*** Reading text
The Story of Vasco

Veering between silliness and savagery, at times The Story of Vasco feels like a mind-bending collision of Milligan and Lorca.

In the late 1960s Ted Hughes wrote a free poetic adaptation of George Schehadé’s Histoire de Vasco. Now Adam Barnard’s production stages the unearthed fragments of this long-lost text for the first time. The play follows the wanderings of peace-loving barber Vasco through a nightmarishly absurd warzone, pursued by a girl’s prophetic dreams of doomed heroism. In Hughes’ caustic tragicomedy, the point is not so much the awfulness of war, as the danger of falling for the old lies of martial glory.

Volleys of bantering repetition (that betray the text’s origins as an opera libretto) lend a note of overwrought comedy to proceedings, while a cast of eccentric characters straggle through a forest full of brooding poetic imagery. Skewed military necessity perverts the natural landscape into a ghastly parody of itself, where every tree hides a spy, each scarlet flower is a target, and war breeds screeching crows out of the carcasses of dead soldiers.
******
*** Supplied material
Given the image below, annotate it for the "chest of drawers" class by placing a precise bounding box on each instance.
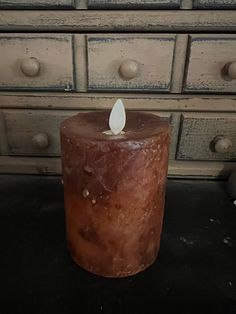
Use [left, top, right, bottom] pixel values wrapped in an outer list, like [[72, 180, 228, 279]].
[[0, 0, 236, 178]]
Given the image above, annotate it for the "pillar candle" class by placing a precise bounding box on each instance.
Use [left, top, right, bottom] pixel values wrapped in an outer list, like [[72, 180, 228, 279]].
[[61, 111, 170, 277]]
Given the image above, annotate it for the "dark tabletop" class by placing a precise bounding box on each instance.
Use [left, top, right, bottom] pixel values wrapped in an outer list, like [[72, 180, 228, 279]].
[[0, 175, 236, 314]]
******
> Requirements:
a) In the Vasco review, rewrite everything from "Volleys of bantering" down to "of dead soldiers.", changing "crows" to "ravens".
b) How many lines of the records contain the string "Given", with case counting? Reply with the number only.

> Answers to the problems:
a)
Volleys of bantering repetition (that betray the text’s origins as an opera libretto) lend a note of overwrought comedy to proceedings, while a cast of eccentric characters straggle through a forest full of brooding poetic imagery. Skewed military necessity perverts the natural landscape into a ghastly parody of itself, where every tree hides a spy, each scarlet flower is a target, and war breeds screeching ravens out of the carcasses of dead soldiers.

b) 3